Work to complete | Return the records below from the line containing "of the dense" onward, exactly, through and including the last line.
#### Data for the task ####
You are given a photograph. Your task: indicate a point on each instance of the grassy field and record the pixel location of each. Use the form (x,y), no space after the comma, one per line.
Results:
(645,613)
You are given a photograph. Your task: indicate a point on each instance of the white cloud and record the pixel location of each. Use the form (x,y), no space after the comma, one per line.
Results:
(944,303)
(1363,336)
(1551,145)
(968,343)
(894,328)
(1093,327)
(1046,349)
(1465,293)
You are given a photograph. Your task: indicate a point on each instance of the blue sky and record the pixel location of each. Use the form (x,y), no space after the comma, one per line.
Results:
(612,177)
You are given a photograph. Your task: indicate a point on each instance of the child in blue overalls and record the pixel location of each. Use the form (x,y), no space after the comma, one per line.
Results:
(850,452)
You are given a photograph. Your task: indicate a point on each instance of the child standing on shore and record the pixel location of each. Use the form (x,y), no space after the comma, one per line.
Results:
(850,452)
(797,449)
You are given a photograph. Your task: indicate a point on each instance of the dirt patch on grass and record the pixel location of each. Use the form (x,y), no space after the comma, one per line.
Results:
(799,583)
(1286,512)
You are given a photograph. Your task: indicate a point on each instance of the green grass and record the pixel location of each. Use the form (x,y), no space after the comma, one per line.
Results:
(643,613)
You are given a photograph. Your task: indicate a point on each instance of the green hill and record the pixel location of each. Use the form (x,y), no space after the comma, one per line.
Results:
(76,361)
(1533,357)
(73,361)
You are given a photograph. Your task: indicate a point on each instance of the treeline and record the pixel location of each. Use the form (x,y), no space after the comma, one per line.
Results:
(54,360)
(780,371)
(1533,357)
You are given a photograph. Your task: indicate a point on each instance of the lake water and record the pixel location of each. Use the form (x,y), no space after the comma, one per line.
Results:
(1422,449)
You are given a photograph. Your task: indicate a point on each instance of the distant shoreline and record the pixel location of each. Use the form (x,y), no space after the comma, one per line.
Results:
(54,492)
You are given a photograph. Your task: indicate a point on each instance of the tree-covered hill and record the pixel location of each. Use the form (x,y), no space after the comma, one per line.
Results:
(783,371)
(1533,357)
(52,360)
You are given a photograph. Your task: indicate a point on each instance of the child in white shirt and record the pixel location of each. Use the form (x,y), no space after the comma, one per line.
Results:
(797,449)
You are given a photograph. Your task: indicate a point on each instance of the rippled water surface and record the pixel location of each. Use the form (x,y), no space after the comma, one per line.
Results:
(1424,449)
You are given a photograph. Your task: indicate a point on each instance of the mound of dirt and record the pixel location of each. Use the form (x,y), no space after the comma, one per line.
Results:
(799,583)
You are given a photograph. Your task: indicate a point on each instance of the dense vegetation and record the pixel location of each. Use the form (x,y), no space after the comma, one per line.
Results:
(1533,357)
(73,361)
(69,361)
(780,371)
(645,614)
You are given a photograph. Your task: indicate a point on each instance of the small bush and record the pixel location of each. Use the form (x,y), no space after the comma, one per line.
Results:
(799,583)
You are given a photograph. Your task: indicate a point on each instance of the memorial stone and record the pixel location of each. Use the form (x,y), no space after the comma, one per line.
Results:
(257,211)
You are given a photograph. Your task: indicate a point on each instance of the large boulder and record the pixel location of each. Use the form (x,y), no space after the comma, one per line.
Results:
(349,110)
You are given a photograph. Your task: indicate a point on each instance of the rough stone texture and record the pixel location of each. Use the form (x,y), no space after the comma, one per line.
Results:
####
Answer |
You are given a photograph. Your task: indicate a point on each instance of the dense vegetation and record the pixel location of each. Use the form (x,y), no space after the comma, one per line.
Results:
(1533,357)
(73,361)
(69,361)
(780,371)
(645,614)
You are given a photograph. Your task: indicate a point on each instance of the small bush and record the pixel location of each. Use the form (x,y), no space after the comma, one per line.
Results:
(799,583)
You are given a photograph. Your task: indicate a point on each instance of the memorial stone and record the pixel location of each. Use the form (x,y), no space after the comma, one per line.
Results:
(257,211)
You are given a photograph. Your task: indicate a point on each instance of the large boulder and record the pixel location of each. Use the form (x,y), no space after the comma, one per line.
Results:
(349,110)
You are given a photograph. Your task: indicate a point on each instance of the rough stone texture and record the pixel location of each. Use the form (x,y), no space after the comma, one per line.
Results:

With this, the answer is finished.